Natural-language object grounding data
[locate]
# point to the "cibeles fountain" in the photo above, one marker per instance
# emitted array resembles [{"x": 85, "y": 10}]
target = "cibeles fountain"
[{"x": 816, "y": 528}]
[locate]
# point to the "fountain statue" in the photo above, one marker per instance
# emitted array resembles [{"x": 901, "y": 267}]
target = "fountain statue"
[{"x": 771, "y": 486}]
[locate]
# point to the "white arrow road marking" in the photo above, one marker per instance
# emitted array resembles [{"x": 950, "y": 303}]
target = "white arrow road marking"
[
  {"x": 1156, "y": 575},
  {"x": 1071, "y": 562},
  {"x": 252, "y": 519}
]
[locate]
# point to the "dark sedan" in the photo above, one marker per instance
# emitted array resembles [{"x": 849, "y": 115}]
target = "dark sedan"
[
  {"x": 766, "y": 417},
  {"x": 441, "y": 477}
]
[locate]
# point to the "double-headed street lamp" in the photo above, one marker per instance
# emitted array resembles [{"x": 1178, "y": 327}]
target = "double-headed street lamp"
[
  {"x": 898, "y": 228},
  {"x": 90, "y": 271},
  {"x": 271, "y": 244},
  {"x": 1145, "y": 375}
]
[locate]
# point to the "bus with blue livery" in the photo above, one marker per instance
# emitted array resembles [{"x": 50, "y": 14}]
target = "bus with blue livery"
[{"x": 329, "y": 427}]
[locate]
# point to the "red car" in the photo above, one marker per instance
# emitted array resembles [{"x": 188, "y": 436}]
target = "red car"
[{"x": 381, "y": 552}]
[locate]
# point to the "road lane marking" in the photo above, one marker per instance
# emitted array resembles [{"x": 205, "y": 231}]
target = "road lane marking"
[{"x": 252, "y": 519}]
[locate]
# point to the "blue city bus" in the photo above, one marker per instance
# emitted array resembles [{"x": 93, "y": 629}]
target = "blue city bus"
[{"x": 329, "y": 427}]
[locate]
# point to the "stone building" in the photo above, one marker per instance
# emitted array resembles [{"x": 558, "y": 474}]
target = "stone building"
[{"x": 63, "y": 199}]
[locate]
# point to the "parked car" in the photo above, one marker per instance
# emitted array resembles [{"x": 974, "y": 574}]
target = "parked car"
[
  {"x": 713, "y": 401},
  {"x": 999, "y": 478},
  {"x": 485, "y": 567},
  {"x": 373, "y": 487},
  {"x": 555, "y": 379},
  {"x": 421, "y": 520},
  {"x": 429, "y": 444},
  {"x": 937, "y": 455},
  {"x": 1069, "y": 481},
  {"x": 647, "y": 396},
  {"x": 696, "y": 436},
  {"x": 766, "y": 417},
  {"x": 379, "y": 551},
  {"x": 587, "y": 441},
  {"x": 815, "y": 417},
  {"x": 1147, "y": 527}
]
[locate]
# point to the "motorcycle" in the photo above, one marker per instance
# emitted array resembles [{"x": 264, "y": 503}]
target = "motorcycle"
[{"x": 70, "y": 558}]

# [Problem to work on]
Please go line by line through the records above, copying each one that holds the string "array".

# [Worked solution]
# emitted array resembles [{"x": 85, "y": 10}]
# emitted array resembles [{"x": 901, "y": 267}]
# emitted array resembles [{"x": 950, "y": 303}]
# emitted array resembles [{"x": 849, "y": 115}]
# emitted array resembles [{"x": 1178, "y": 327}]
# emitted array resembles [{"x": 50, "y": 14}]
# emitted array resembles [{"x": 188, "y": 436}]
# emitted array resembles [{"x": 205, "y": 231}]
# emitted array resembles [{"x": 93, "y": 629}]
# emitted array resembles [{"x": 558, "y": 474}]
# emitted array resembles [{"x": 974, "y": 574}]
# emitted array resembles [{"x": 264, "y": 503}]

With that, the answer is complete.